[Stored records]
• • • •

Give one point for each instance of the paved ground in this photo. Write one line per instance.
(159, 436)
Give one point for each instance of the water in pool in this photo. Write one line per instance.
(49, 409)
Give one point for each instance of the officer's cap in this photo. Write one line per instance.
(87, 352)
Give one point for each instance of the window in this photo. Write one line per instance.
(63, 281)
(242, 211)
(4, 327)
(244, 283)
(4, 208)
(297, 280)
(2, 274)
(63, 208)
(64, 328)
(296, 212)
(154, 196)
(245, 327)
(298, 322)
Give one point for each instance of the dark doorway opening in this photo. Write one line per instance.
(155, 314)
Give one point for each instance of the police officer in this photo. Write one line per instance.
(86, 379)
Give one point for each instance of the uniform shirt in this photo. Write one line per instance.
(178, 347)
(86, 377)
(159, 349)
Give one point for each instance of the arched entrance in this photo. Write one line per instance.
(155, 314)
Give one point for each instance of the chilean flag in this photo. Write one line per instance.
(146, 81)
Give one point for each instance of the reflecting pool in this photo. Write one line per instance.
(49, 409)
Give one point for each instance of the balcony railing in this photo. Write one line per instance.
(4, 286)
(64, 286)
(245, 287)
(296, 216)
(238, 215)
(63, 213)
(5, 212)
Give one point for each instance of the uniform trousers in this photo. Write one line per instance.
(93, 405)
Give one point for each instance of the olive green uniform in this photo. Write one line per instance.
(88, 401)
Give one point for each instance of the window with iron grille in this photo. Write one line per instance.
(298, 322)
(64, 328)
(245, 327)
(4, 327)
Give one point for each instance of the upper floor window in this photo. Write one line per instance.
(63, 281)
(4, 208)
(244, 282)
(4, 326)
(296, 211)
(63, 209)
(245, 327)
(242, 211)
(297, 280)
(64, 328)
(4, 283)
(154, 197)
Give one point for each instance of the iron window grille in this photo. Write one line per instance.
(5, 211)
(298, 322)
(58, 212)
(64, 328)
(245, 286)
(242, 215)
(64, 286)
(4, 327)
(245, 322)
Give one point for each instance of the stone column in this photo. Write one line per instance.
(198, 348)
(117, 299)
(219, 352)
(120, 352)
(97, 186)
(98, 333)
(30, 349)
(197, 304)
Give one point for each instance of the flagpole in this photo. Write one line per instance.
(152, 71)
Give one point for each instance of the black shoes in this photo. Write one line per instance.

• • • •

Goal of the exercise: Print nothing but the lines from the line with "Give one point for each instance of the dark" to the last line of the records above. Both of those lines count.

Complete answer:
Give one point for each instance of the dark doorway opening in this photo. Write one line per instance.
(155, 314)
Give one point for each instance of the police officer in this photo. Write one line per instance.
(86, 379)
Give one point for each instance of the uniform shirt in this photo. Write one line per instance.
(178, 347)
(86, 377)
(159, 349)
Give one point for each instance of the arched entrance in this photo. Write one line per instance.
(155, 314)
Give one point for each instance of the chilean flag in this photo. Write one line per instance.
(146, 81)
Give one point for each instance of the reflecting pool in this photo. Write one line per instance.
(49, 409)
Give one point for each instance of the balcony railing in this photo. Write one line per instance.
(4, 286)
(64, 286)
(245, 287)
(296, 216)
(238, 215)
(63, 213)
(5, 212)
Give one point for each instance of the uniform trousers in this photo. Write one line per instance.
(93, 405)
Give one point for each instance of the olive green uniform in this photo. Write one line per instance.
(88, 401)
Give one point for each instance of the window with iron grille in this photo. Write one line per instance.
(298, 322)
(64, 328)
(245, 327)
(4, 327)
Give one point for each instance of the upper floor window in this photo. Write one line per instance.
(63, 281)
(4, 208)
(244, 282)
(4, 326)
(296, 211)
(63, 209)
(245, 327)
(242, 211)
(297, 280)
(64, 328)
(4, 283)
(154, 197)
Give one point for each instance of the iron window grille in this photo. Write one line per instance.
(5, 211)
(298, 322)
(58, 212)
(64, 328)
(245, 286)
(242, 215)
(64, 286)
(4, 327)
(245, 322)
Give one point for each instance of the stone column in this photo. Write one line per instance.
(198, 348)
(117, 299)
(219, 352)
(120, 352)
(97, 186)
(98, 333)
(30, 349)
(197, 304)
Give one point for each instance of the flagpole in this photo. Write one line per instance.
(152, 71)
Give one point for each instance of the black shoes in this photo. Write one line per instance.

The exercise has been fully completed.